» **THE RECORDS**
========
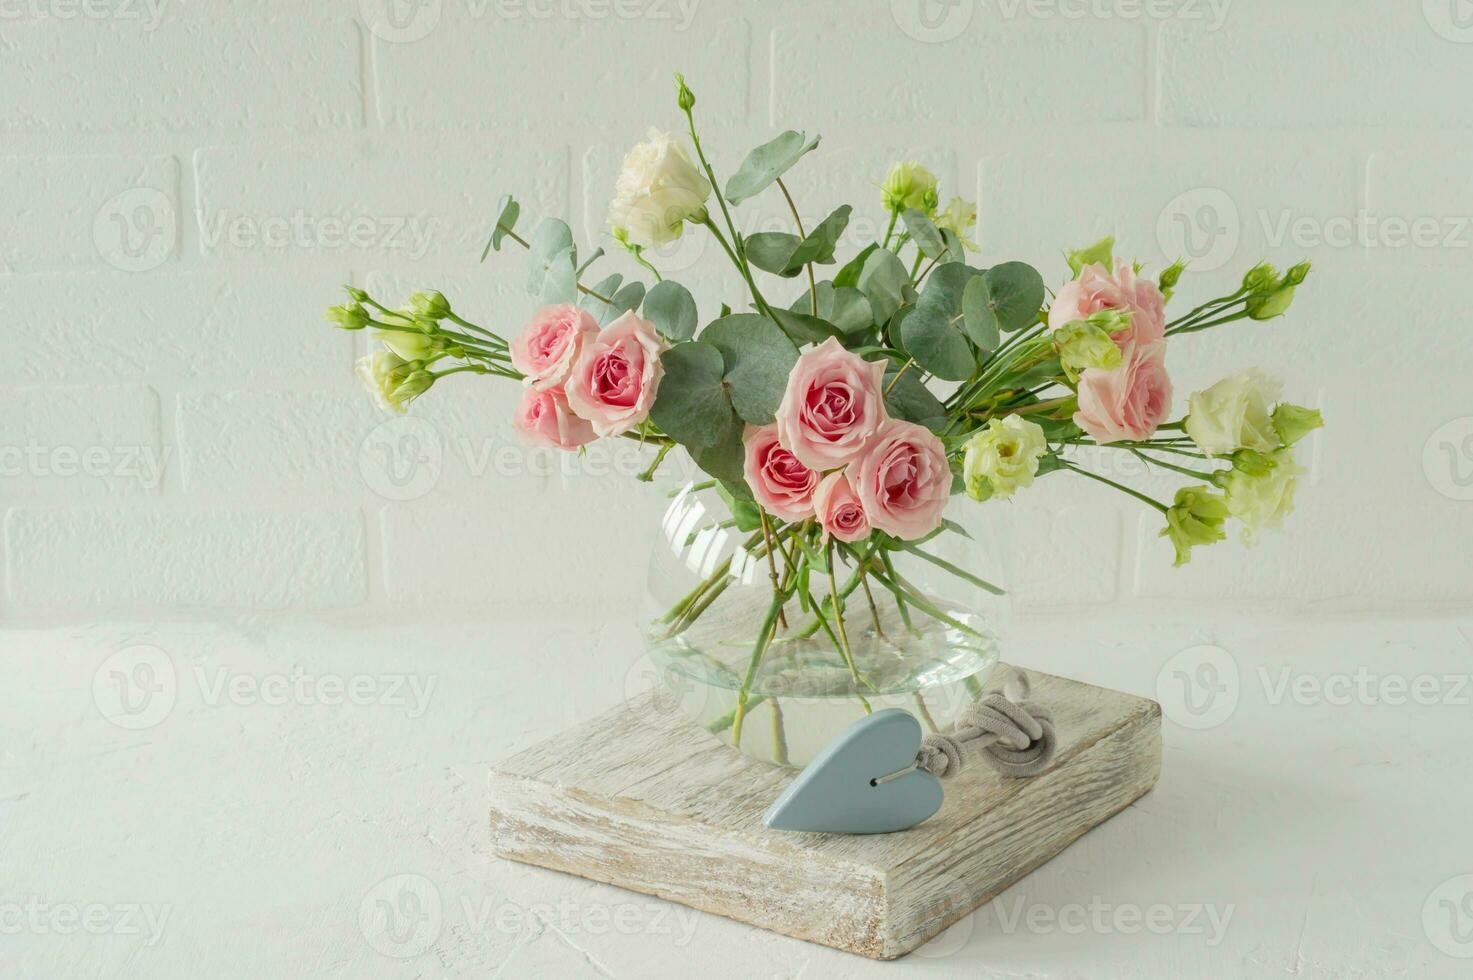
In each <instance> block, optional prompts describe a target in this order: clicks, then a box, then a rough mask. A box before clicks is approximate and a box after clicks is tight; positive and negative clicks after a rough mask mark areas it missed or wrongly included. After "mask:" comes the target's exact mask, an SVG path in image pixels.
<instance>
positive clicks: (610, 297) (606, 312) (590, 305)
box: [577, 273, 625, 323]
mask: <svg viewBox="0 0 1473 980" xmlns="http://www.w3.org/2000/svg"><path fill="white" fill-rule="evenodd" d="M623 281H625V277H623V276H620V274H619V273H614V274H613V276H608V277H607V279H601V280H598V281H597V283H594V289H592V292H594V293H598V296H608V298H610V299H613V298H614V293H617V292H619V286H620V284H622V283H623ZM598 296H594V295H592V293H583V295H582V296H580V298H579V301H577V305H579V307H582V308H583V309H586V311H588V312H591V314H594V320H598V321H600V323H604V320H605V317H607V314H608V304H605V302H604V301H602V299H600V298H598Z"/></svg>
========
Reproduce the records with every occurrence of "rough mask" changed to "coarse mask" and everything else left as it is. Omit the pictures.

» **THE ANSWER**
In each <instance> block, optional prompts describe a target in this order: clicks, then a box, then a coarse mask. A box before clicks is approximate and a box after clicks is tight; positive and negative clicks after a coarse mask mark areas it missed or wrongly included. After "mask:" comes the target's exact mask, an SVG path in image pixels.
<instance>
positive clicks: (610, 297) (606, 312) (590, 305)
box: [577, 273, 625, 323]
mask: <svg viewBox="0 0 1473 980" xmlns="http://www.w3.org/2000/svg"><path fill="white" fill-rule="evenodd" d="M623 281H625V277H623V276H620V274H619V273H614V274H613V276H608V277H607V279H601V280H598V281H597V283H594V289H592V292H594V293H598V296H608V298H610V299H613V298H614V293H617V292H619V286H620V284H622V283H623ZM598 296H594V295H592V293H583V295H582V296H580V298H579V301H577V305H579V307H582V308H583V309H586V311H588V312H591V314H594V320H598V321H600V323H604V320H605V317H607V314H608V304H605V302H604V301H602V299H600V298H598Z"/></svg>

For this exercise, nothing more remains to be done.